─── LISTED ENTRIES

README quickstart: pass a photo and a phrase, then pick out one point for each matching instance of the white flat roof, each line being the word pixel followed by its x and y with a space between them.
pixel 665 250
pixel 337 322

──────
─── LISTED ENTRIES

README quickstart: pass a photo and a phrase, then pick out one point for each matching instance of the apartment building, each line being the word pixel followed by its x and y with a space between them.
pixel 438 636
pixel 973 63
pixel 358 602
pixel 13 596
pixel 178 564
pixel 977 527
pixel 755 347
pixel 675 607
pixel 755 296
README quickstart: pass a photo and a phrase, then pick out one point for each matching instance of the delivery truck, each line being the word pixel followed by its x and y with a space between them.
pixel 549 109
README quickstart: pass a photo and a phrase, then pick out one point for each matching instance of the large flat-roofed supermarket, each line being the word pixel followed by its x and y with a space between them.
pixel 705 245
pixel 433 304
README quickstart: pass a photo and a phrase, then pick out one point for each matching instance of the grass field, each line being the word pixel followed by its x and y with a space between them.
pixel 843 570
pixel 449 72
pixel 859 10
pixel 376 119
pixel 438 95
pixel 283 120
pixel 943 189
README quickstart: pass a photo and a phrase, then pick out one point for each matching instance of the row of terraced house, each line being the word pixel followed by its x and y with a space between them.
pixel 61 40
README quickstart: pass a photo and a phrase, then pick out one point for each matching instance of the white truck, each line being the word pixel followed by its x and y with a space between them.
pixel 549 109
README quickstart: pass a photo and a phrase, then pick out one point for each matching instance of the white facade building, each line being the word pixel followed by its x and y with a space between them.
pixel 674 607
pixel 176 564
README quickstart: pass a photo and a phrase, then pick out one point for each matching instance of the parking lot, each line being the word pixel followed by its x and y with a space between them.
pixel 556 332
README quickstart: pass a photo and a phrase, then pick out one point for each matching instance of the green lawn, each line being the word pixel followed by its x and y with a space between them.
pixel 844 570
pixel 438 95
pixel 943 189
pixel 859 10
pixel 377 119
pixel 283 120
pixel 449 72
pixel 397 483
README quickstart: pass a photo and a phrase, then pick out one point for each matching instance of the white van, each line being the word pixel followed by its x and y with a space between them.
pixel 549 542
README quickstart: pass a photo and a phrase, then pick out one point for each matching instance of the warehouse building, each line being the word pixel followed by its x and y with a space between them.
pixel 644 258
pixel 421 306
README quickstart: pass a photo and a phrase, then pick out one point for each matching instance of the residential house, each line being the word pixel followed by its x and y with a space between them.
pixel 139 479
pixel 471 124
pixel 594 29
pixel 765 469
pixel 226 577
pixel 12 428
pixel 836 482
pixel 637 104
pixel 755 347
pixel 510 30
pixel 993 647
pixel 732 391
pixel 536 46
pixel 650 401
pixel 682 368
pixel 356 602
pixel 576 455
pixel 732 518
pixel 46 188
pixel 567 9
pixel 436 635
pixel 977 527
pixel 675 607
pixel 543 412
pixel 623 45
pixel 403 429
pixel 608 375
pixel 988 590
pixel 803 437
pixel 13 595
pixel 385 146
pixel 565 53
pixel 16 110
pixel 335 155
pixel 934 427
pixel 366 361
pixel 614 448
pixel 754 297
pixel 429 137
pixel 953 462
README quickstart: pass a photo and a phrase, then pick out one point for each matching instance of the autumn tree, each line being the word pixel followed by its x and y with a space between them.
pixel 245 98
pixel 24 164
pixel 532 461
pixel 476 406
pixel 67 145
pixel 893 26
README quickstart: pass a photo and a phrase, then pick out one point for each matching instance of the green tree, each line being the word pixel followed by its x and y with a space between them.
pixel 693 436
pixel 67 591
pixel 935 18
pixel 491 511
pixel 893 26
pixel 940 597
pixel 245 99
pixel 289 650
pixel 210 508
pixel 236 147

──────

Copy out, word for word, the lines starting at the one that contains "the white flat" and ending at the one that contains "pixel 337 322", including both of those lines.

• **OUTPUT OF THE EXERCISE**
README quickstart: pass a photo and a phrase, then pick out one point for each matching instance of the white flat roof, each line being the word pixel followed by its x and y with a space between them.
pixel 665 250
pixel 337 322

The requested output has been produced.